What Is a Chiari Malformation?
A Chiari malformation occurs when a deformity at the base of the skull, where the brain and spinal cord connect, causes part of the brain to protrude through a hole in the skull, affecting the flow of cerebrospinal fluid. Chiari malformations are defined by type — types I, II, III, IV and O — and, in most cases, are based on the length of the protrusion. However, ranking does not necessarily reflect the severity of the symptoms. Since Chiari malformations are rare, they can lead to misdiagnosis as multiple sclerosis, chronic fatigue syndrome, fibromyalgia or a spinal cord tumor.
In the vast majority of cases, people are born with Chiari malformations, which result when the brain stem and upper spinal cord fail to develop properly. The cause is not known.
The symptoms of Chiari malformations are highly variable and depend on the type of malformation affecting an individual. Some types, such as type I, are often asymptomatic, and types III and IV can be fatal.
When symptoms do occur, they often come and go. Some of the most common include:
Occipital headaches — This pain at the base of the skull, sometimes radiating to the neck and shoulders, is often made worse by coughing, sneezing or straining.

__EXTRACTED ENTRIES__
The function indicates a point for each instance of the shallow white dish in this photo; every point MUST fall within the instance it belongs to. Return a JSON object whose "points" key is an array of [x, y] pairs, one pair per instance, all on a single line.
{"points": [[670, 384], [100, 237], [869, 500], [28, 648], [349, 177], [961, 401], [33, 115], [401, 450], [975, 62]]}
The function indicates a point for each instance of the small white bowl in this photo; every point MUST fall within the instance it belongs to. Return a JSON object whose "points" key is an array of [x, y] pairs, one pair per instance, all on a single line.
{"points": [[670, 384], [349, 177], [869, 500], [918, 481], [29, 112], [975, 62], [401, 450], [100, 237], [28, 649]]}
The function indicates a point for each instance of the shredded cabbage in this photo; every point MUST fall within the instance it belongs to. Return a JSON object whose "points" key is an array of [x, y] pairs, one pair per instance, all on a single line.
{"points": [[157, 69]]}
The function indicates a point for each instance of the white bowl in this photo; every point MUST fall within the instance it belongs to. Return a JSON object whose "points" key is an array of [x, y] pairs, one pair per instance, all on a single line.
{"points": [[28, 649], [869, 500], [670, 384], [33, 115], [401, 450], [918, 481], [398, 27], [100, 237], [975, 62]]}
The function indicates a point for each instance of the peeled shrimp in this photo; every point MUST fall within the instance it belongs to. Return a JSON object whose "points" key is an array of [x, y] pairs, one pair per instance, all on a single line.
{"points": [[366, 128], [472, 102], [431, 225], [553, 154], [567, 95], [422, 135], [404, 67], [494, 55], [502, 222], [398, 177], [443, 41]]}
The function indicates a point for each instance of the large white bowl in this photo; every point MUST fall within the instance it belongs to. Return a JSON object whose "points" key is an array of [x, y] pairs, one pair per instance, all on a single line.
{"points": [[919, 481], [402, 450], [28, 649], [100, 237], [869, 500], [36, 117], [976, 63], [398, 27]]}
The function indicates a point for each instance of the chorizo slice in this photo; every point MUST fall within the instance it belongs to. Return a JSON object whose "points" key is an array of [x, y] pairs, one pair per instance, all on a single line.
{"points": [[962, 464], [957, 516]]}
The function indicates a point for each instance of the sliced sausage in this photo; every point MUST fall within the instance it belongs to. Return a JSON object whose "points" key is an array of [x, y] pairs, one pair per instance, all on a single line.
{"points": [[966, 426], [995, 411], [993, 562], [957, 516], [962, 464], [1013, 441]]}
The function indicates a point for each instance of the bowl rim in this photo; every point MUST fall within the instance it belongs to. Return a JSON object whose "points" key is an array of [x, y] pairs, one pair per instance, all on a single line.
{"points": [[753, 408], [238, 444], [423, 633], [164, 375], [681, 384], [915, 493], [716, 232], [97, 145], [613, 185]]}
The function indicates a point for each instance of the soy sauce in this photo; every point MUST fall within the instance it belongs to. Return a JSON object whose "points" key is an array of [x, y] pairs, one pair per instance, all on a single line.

__PROMPT A__
List every condition that the Chiari malformation text says a Chiari malformation can be misdiagnosed as.
__PROMPT B__
Render this sentence from the Chiari malformation text in Spanish: "In the vast majority of cases, people are born with Chiari malformations, which result when the brain stem and upper spinal cord fail to develop properly."
__PROMPT C__
Pick up the Chiari malformation text after its last sentence and keep writing.
The material has nothing to do with the Chiari malformation text.

__YOUR RESPONSE A__
Multiple sclerosis
Chronic fatigue syndrome
Fibromyalgia
A spinal cord tumor

__YOUR RESPONSE B__
En la gran mayoría de los casos, las personas nacen con malformaciones de Chiari, que se producen cuando el tronco encefálico y la parte superior de la médula espinal no se desarrollan correctamente.

__YOUR RESPONSE C__
Problems affecting the eyes or ears — These can cause blurred or double vision, light sensitivity, pain behind the eyes, involuntary eye movement, dizziness, hearing loss or ringing in the ears.
Development of a syrinx — These fluid-filled cavities or cysts grow on the spinal cord, leading to a variety of additional symptoms, including muscle spasms, contractions and weakness, scoliosis, pain, and loss of bowel or bladder control.
Sleep disorders — People with Chiari malformations often experience sleep apnea and chronic fatigue.
Treatment is highly individualized and often involves specialists who can address specific symptoms. Treatment options include:
Medication and massage therapy — Noninvasive treatments can relieve pain associated with mild cases.
Surgery — While surgical options vary, the most common procedure is posterior fossa decompression, which involves removing bone at the base of the skull to relieve pressure on the brain stem.